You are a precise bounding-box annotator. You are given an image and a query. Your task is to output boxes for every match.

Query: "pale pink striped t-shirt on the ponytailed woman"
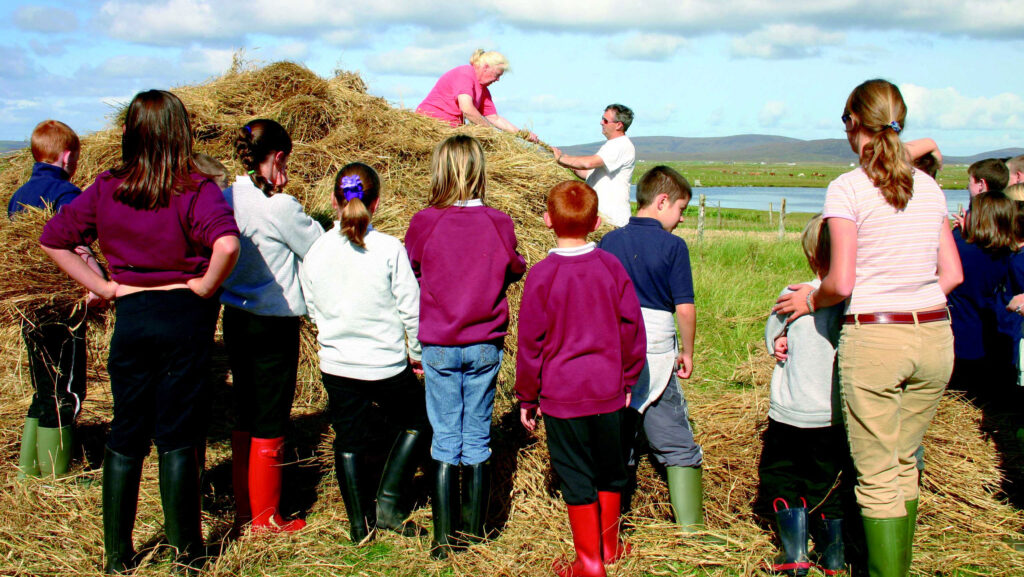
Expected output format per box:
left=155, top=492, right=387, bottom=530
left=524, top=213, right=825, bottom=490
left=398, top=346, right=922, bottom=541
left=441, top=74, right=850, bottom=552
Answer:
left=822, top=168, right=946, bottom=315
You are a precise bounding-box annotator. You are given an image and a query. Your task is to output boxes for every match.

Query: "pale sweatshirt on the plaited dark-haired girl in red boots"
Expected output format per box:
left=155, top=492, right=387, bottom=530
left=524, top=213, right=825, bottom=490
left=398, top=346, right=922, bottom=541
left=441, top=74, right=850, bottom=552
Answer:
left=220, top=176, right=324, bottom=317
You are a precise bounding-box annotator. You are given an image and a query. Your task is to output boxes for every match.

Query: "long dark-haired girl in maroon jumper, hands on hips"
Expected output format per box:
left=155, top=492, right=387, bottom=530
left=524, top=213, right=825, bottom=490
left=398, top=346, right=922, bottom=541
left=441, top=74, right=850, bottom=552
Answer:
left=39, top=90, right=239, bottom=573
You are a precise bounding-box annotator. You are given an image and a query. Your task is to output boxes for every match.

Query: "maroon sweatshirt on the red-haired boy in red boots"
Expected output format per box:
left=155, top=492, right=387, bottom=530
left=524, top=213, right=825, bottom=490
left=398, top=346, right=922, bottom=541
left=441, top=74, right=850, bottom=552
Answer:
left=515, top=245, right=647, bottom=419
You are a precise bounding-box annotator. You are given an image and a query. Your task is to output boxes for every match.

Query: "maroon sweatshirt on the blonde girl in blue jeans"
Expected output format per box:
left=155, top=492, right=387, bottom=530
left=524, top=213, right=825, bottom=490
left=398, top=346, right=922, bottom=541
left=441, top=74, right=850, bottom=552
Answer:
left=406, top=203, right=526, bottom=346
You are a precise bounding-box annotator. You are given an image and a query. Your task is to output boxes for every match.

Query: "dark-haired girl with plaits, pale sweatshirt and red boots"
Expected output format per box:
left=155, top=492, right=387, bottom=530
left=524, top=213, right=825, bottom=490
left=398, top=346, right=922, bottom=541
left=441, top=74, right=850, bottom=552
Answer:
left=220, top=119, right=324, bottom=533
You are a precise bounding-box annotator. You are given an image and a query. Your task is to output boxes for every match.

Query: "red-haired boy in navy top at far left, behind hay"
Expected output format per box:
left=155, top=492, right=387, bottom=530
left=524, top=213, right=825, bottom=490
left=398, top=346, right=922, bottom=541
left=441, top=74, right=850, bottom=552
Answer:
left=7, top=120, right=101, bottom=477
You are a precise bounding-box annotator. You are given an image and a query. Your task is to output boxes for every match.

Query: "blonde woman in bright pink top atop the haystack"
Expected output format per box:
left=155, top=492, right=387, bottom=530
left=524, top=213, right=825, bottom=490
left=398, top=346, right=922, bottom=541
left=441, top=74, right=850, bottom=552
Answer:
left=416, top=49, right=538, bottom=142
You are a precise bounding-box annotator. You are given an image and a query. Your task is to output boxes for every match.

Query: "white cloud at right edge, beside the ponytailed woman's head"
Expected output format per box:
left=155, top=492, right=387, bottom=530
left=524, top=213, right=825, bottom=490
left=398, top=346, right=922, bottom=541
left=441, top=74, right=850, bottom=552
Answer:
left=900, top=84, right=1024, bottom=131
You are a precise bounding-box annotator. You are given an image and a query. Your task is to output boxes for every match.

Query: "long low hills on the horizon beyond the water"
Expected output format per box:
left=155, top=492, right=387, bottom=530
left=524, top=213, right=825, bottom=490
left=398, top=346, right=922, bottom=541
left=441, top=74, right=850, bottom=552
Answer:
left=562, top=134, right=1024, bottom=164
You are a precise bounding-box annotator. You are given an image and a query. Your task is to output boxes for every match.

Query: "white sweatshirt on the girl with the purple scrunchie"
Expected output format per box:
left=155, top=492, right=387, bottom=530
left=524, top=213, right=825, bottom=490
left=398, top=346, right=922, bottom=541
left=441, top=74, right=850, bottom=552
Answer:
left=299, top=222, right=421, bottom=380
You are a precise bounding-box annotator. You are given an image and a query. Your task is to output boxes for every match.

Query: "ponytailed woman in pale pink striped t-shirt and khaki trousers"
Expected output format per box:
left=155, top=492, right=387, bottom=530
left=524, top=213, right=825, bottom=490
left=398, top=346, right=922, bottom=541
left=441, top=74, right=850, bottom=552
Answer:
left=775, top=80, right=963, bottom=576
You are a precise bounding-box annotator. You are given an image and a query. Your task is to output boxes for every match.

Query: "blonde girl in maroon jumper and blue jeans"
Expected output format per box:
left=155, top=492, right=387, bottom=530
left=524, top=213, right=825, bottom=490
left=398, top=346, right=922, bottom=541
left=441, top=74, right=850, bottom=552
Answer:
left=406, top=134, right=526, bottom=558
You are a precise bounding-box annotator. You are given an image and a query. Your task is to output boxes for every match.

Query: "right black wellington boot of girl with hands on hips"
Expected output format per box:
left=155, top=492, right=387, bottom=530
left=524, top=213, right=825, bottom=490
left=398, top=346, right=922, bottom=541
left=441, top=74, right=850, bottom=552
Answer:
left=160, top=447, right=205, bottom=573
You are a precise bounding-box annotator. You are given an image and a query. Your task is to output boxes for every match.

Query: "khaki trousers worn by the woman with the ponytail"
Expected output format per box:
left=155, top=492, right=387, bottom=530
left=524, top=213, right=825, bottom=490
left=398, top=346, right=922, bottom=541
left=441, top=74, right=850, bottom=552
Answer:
----
WHAT YOU ARE ASKED TO DO:
Which lines above hold the word "striped"? Copy each of them.

RESULT FOR THIS EXERCISE:
Query: "pale pink striped t-shirt on the ponytailed woman"
Query: "ponytailed woman in pale pink striped t-shirt and khaki trousers"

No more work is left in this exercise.